▶ _Task goal_: Please write out each entry that follows, keeping it exactly the same.

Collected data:
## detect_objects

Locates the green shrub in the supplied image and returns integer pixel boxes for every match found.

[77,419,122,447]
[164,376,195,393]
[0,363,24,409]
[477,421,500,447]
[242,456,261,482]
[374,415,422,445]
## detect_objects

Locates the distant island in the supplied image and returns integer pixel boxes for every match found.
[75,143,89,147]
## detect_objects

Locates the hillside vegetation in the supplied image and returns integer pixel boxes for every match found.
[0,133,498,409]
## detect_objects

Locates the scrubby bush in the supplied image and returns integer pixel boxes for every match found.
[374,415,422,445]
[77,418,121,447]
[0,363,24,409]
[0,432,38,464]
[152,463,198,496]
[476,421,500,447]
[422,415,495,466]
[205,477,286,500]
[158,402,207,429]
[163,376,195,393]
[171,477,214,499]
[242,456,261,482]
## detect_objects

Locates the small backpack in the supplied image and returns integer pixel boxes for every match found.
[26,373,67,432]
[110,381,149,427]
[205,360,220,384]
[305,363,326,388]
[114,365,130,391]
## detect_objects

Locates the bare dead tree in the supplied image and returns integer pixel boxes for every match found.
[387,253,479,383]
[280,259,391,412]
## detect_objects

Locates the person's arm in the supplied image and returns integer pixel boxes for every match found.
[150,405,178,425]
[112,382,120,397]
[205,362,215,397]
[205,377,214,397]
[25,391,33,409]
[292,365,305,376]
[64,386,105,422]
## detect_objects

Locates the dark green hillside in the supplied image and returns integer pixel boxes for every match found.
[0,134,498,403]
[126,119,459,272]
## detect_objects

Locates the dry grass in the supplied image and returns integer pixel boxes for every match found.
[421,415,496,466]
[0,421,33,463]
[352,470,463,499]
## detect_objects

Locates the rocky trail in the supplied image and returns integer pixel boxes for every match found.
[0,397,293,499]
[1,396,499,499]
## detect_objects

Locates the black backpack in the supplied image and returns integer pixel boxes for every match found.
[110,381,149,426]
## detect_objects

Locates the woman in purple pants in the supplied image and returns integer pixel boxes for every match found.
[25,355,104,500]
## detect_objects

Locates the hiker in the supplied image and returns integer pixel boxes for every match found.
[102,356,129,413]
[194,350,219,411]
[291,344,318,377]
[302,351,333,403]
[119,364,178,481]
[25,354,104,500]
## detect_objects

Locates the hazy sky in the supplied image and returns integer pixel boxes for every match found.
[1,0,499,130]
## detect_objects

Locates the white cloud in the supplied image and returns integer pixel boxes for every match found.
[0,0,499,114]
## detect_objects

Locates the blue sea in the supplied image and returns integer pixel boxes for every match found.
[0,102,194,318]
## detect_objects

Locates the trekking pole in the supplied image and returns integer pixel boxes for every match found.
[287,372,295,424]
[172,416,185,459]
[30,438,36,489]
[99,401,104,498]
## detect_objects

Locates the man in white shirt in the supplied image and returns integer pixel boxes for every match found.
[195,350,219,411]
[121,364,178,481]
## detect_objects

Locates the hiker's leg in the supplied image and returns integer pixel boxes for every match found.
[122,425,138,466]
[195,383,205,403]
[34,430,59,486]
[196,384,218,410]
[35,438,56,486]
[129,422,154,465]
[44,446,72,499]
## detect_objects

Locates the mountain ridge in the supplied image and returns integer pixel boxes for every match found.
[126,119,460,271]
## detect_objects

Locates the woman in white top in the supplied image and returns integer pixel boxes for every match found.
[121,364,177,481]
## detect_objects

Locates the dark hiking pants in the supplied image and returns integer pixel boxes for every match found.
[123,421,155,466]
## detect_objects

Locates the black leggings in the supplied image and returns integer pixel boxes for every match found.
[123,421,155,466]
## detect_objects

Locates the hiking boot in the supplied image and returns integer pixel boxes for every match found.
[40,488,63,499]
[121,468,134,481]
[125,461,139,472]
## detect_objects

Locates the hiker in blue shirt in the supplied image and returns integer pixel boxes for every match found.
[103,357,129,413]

▶ _Solution to the problem_:
## detect_objects

Locates the green shrub in the supplied image and returns integer pixel boxes for every match found.

[77,419,122,447]
[164,376,195,393]
[0,363,24,409]
[477,421,500,447]
[242,456,261,482]
[374,415,422,445]
## detect_objects

Locates the distant island in the supplied image and returns integer pixel boxes for every match found.
[75,143,89,147]
## detect_objects

Locates the hillside vegetation in the supplied image and returns integer pixel boxes for every match found.
[0,133,498,409]
## detect_objects

Locates the scrubby bush in the supplied image and returns integer pixel boxes for every match found.
[374,415,422,445]
[77,418,121,447]
[0,363,24,409]
[0,432,38,464]
[152,463,198,496]
[476,421,500,447]
[422,415,495,466]
[205,477,286,500]
[158,402,207,429]
[163,376,195,393]
[171,477,214,499]
[242,456,261,482]
## detect_objects

Locates the small backpack in the supplied image and returns integer pixel boxes for every match found.
[26,373,67,432]
[110,381,149,427]
[205,360,220,384]
[305,363,326,388]
[114,365,130,391]
## detect_objects

Locates the bare dead tree in the supplied image and returns integer pixel boxes for every match found.
[387,253,479,383]
[280,259,391,412]
## detect_objects

Locates the person's arm in the supplied image and returns integer pixel boxes for every match found.
[150,405,178,425]
[112,382,120,397]
[205,362,215,397]
[205,377,214,397]
[25,391,33,409]
[292,365,305,376]
[64,386,105,422]
## detect_objects

Locates the dark green hillside in the supplied image and returns integer pixel boxes for every match found.
[0,134,498,403]
[126,119,459,272]
## detect_objects

Locates the dry grass in the supplied image and returns integer pixel boxes for every match found.
[421,415,496,466]
[0,421,33,463]
[352,470,463,499]
## detect_objects

Locates the rocky trail in the supplied image and returns integer pixel boxes for every match found.
[0,397,293,499]
[1,396,499,499]
## detect_objects

Locates the black backpack in the supplied image and returns integer pixel boxes for every match found.
[110,381,149,426]
## detect_objects

Locates the woman in purple pants in the supplied image and returns integer pixel boxes for every match found.
[25,355,104,500]
## detect_objects

Locates the hiker in the supplied image and returns integer pixel boxes for every match found.
[102,356,129,413]
[194,350,219,411]
[291,344,318,377]
[302,351,333,403]
[119,364,178,481]
[25,354,104,500]
## detect_objects

Locates the hazy sky in the supplied image and returns integer pixel boxes for every match found.
[1,0,499,130]
## detect_objects

Locates the white cloud in the supplied image and returns integer pixel boxes for every match found.
[0,0,499,114]
## detect_objects

Locates the blue sea in the supplied image and returns integer pixel boxes for every match found.
[0,102,194,318]
## detect_objects

Locates the trekking pole in the supplied image and returns integer pixel boxes for every match found.
[287,372,295,424]
[172,416,185,459]
[30,438,36,489]
[99,401,104,498]
## detect_objects

Locates the man in white shirt in the supplied image and returns integer pixel boxes for every match found.
[195,350,219,411]
[121,364,178,481]
## detect_objects

Locates the hiker's leg in the supplied image and returns integer pixel boxes for every match found.
[122,425,138,466]
[195,383,205,403]
[34,430,59,486]
[196,384,218,410]
[35,438,56,486]
[129,422,154,465]
[44,446,72,499]
## detect_objects

Locates the mountain ridge in the supplied image and returns integer pixel boxes for every match found.
[126,119,460,271]
## detect_objects

Locates the woman in white top in the supplied image and returns integer pixel boxes for every match found.
[121,364,177,481]
## detect_objects

Locates the dark hiking pants in the supplied image and returns integer pixel boxes for every match found.
[123,421,155,466]
## detect_objects

Locates the black leggings in the supplied image and returns integer pixel boxes for every match found.
[123,421,155,466]
## detect_objects

Locates the hiking boot in the supplied image and returns integer pixel boxes for every match found.
[40,488,63,499]
[121,468,134,481]
[125,461,139,472]
## detect_objects

Locates the hiker in blue shirt in the supplied image and returns integer pixel boxes for every match found.
[103,357,129,413]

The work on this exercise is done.